### BRIEF 1
Answer these questions from the cable about the end of Yukos:
(a) On what date did Rebgun submit his final report to the court?
(b) How much did the bankruptcy auctions bring in?
(c) Who owns Monte Valle?

### EXCERPT TO READ
>>

Cablegate: The End of Yukos
PP RUEHDBU RUEHFL RUEHKW RUEHLA RUEHROV RUEHSR
DE RUEHMO #5350/01 3131427
ZNY CCCCC ZZH
P 091427Z NOV 07
FM AMEMBASSY MOSCOW
TO RUEHC/SECSTATE WASHDC PRIORITY 5173
INFO RUCNCIS/CIS COLLECTIVE PRIORITY
RUEHZL/EUROPEAN POLITICAL COLLECTIVE PRIORITY
RUEHXD/MOSCOW POLITICAL COLLECTIVE PRIORITY
RHEHNSC/NSC WASHDC PRIORITY
RHEBAAA/DEPT OF ENERGY WASHDC PRIORITY
RUCPDOC/DEPT OF COMMERCE WASHDC PRIORITY
C O N F I D E N T I A L SECTION 01 OF 02 MOSCOW 005350
DEPT FOR EUR/RUS, FOR EEB/ESC/IEC GALLOGLY AND WRIGHT,
EUR/CARC, SCA (GALLAGHER, SUMAR)
DOE FOR HARBERT, HEGBORG, EKIMOFF
DOC FOR 4231/IEP/EUR/JBROUGHER
NSC FOR MCKIBBEN
E.O. 12958: DECL: 11/07/2017
TAGS: EPET ENRG ECON PREL RS
SUBJECT: THE END OF YUKOS
REF: MOSCOW 5973
Classified By: Econ MC Eric Schultz for Reasons 1.4 (b/d)
1. (SBU) In a November 7th meeting, Yukos receiver Eduard
Rebgun told us the company will cease to exist as soon as the
court acknowledges receipt of his final report, which he
submitted November 2nd. Rebgun asserted that he had merely
performed a professional duty to carry out a Russian court
decision to liquidate a bankrupt company, and he was neither
qualified nor interested in making any moral or legal
judgments about the affair. He said the October 31st Dutch
court ruling (related to Yukos Finance, a Dutch subsidiary,
reftel) against Monte Valle, owned by Amcit Steve Lynch, is
"Lynch's problem," but that he would be willing to help with
pending appeals. Rebgun has filed his own appeal in the
case, because he believes "the decision is wrong."
THE END OF YUKOS
2. (SBU) Eduard Rebgun, the court-appointed Yukos receiver in
charge of liquidating the company recently announced that the
process is complete. He confirmed to us in a November 7th
meeting that he submitted his final report to responsible
Russian court on November 2nd. When the court acknowledges
receipt (he implied this is a formality and would occur very
soon), Yukos Oil Company will officially cease to exist.
3. (SBU) Rebgun said the bankruptcy auctions brought in 877
billion rubles (approx. $35 billion), out of which creditors
were paid 873 billion rubles. According to Rebgun, 76
billion rubles (approx. $3.1 billion) of creditor claims,
most of which was owed to the tax authorities for minor taxes
and fees, went unpaid. He said the 4 billion ruble (approx.
$160 million) difference between the revenues and payments of
the proceedings was for expenses and fees for lawyers,
consultants, accountants, etc. (N.B. Rebgun did not clarify
how much of that was fees paid to him.)
"JUST CARRYING OUT A VALID COURT ORDER"

<<

### BRIEF 2
Copy out the listing below word for word. Begin with its first line and stop after the line containing "x=115 y=224", keeping both of those lines.

### STORED DATA
>>

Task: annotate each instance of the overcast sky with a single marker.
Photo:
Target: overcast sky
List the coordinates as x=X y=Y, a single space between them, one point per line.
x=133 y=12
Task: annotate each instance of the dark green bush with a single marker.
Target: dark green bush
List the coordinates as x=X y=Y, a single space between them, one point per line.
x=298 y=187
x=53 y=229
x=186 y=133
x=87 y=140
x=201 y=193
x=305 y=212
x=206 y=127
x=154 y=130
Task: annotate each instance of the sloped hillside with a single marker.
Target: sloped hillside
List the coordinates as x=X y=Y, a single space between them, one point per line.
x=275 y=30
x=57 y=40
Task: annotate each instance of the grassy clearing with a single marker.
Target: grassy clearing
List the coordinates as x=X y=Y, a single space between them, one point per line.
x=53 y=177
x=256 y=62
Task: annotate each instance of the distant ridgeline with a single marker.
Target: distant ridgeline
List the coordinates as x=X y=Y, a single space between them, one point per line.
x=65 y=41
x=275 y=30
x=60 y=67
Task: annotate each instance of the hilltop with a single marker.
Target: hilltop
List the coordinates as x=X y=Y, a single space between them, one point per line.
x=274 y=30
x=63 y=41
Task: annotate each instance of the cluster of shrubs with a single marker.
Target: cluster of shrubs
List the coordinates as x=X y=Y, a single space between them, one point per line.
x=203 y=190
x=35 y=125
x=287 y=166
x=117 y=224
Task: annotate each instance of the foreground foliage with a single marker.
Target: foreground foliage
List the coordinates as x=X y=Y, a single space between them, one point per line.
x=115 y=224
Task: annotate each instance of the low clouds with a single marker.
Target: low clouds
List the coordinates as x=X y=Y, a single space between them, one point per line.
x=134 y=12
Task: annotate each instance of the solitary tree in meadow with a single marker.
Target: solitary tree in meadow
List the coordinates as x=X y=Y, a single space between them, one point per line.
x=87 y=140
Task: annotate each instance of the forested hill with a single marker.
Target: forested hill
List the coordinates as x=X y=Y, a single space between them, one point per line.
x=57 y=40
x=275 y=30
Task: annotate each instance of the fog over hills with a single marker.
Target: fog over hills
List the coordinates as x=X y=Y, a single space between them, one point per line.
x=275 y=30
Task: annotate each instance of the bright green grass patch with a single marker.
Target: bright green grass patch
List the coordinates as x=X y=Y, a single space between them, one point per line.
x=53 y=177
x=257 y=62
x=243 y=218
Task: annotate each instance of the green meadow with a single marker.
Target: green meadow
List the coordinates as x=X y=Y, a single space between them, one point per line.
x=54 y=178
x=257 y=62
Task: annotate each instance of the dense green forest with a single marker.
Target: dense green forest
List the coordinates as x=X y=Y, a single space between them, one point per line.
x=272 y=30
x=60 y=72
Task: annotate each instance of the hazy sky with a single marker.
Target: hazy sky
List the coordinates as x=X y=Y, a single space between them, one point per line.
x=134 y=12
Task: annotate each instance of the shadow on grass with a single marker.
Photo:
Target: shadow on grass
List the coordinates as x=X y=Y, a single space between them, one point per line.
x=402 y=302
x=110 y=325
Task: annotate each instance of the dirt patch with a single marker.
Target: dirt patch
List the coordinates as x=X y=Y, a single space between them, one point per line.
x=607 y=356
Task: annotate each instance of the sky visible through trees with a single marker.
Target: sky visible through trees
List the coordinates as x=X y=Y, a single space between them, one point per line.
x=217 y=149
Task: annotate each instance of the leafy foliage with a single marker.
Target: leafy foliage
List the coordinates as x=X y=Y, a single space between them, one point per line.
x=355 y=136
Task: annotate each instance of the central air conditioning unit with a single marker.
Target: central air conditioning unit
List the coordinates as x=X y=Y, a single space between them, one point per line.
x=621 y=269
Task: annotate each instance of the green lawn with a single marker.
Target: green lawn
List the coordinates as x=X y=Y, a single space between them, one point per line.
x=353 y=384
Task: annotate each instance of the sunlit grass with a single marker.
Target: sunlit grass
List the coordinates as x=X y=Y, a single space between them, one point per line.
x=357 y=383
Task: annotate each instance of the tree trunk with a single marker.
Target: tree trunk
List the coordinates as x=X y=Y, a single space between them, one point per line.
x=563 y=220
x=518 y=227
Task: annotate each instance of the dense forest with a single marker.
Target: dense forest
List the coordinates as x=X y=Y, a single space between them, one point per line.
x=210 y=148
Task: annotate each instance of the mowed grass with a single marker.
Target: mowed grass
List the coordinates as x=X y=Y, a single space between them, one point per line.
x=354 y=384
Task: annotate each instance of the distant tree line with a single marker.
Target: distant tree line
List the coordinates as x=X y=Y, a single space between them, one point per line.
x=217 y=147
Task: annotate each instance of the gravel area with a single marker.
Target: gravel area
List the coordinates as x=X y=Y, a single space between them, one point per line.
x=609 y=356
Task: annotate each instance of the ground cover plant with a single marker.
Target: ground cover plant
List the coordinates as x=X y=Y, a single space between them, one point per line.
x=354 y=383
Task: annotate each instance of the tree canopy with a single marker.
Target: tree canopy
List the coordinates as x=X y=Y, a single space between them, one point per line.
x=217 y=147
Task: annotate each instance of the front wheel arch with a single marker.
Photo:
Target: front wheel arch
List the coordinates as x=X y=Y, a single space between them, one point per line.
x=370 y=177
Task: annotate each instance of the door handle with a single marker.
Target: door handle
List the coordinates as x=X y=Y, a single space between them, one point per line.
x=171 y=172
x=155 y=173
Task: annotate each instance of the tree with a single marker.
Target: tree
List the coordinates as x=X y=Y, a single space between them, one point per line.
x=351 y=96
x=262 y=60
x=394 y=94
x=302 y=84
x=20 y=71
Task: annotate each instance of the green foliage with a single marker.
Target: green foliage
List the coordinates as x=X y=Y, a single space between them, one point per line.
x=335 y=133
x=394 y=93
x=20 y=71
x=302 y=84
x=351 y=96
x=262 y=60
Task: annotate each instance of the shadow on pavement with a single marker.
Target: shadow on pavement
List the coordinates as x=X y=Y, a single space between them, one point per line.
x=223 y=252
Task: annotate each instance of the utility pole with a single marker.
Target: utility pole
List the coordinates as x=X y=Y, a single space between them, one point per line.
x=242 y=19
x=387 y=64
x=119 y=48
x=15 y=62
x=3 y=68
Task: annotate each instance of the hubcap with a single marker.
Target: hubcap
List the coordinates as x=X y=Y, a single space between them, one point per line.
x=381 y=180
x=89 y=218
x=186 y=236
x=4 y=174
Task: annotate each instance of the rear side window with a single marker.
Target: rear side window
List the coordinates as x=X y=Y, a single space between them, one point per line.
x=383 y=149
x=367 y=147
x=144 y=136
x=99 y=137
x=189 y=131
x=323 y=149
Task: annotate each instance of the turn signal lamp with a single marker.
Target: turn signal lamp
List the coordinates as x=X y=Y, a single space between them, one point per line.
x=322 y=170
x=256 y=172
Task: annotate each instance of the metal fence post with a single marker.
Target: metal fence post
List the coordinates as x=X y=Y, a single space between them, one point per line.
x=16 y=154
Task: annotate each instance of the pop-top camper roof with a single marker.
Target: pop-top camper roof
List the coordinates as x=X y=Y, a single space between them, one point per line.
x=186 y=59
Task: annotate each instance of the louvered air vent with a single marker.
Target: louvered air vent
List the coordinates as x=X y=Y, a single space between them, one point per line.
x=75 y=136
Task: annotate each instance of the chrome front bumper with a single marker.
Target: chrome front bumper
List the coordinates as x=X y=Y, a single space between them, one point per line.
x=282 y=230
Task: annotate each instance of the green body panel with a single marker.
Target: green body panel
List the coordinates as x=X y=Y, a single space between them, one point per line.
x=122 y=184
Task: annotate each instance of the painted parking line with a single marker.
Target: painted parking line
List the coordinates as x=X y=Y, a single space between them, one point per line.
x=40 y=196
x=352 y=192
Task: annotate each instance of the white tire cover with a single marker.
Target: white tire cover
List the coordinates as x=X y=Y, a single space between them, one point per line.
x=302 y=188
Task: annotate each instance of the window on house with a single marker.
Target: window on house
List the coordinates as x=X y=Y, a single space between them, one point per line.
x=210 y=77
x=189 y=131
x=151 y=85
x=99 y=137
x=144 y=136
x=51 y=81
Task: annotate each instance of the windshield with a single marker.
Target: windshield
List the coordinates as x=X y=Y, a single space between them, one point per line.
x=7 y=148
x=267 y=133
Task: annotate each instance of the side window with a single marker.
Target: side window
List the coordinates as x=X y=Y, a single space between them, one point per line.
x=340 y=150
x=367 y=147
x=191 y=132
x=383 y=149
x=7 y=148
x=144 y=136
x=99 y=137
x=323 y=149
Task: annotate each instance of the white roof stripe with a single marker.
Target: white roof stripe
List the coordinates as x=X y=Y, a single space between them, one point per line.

<<

### WRITTEN ANSWER 1
(a) November 2nd.
(b) 877 billion rubles (approx. $35 billion).
(c) Steve Lynch.

### WRITTEN ANSWER 2
Task: annotate each instance of the overcast sky with a single marker.
Photo:
Target: overcast sky
List the coordinates as x=X y=Y, a single space between them, one point per line.
x=133 y=12
Task: annotate each instance of the dark green bush with a single marker.
Target: dark green bush
List the coordinates as x=X y=Y, a single space between them, one point per line.
x=298 y=187
x=53 y=229
x=186 y=133
x=87 y=140
x=201 y=193
x=305 y=212
x=206 y=127
x=154 y=130
Task: annotate each instance of the sloped hillside with a single marker.
Target: sloped hillside
List the coordinates as x=X y=Y, a single space between them, one point per line.
x=275 y=30
x=57 y=40
Task: annotate each instance of the grassy clearing with a single marker.
Target: grassy clearing
List the coordinates as x=X y=Y, a single space between them, one point per line.
x=53 y=177
x=256 y=62
Task: annotate each instance of the distant ridgeline with a single marker.
Target: distant ridgeline
List the coordinates as x=X y=Y, a single space between them, one point per line.
x=65 y=41
x=275 y=30
x=60 y=67
Task: annotate each instance of the hilltop with a single marker.
Target: hilltop
List the coordinates as x=X y=Y, a single space between them, one point per line.
x=274 y=30
x=63 y=41
Task: annotate each instance of the cluster of shrubs with a single marker.
Target: cluster of shrubs
List the coordinates as x=X y=Y, a single space between them, one point per line.
x=203 y=190
x=35 y=125
x=287 y=166
x=117 y=224
Task: annotate each instance of the foreground foliage with a single marker.
Target: foreground foliage
List the coordinates as x=X y=Y, a single space between them, one point per line.
x=115 y=224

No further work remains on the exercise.